# Region pointing data

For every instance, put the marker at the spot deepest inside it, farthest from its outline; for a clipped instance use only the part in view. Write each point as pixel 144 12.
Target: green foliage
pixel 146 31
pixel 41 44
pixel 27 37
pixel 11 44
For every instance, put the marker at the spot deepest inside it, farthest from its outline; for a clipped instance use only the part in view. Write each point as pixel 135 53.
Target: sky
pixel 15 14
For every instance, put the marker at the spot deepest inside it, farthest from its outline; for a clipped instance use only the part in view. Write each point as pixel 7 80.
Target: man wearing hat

# What to work on
Transcribe the data above in full, keeping every word as it is.

# Exercise response
For every instance, put the marker at the spot deepest inside it, farthest from its outline; for a clipped instance use only the part in view. Write each point as pixel 144 12.
Target: green foliage
pixel 146 31
pixel 41 44
pixel 27 37
pixel 11 44
For every instance, put the marker at the spot deepest inside it, farthest from its outline; for a clipped instance use only the part in view. Write each point as pixel 135 53.
Target: sky
pixel 15 14
For every instance, put the marker at the spot deepest inside it, farthest from its outline; for a clipped instance use only the part in view. Write each point as pixel 7 80.
Target: man wearing hat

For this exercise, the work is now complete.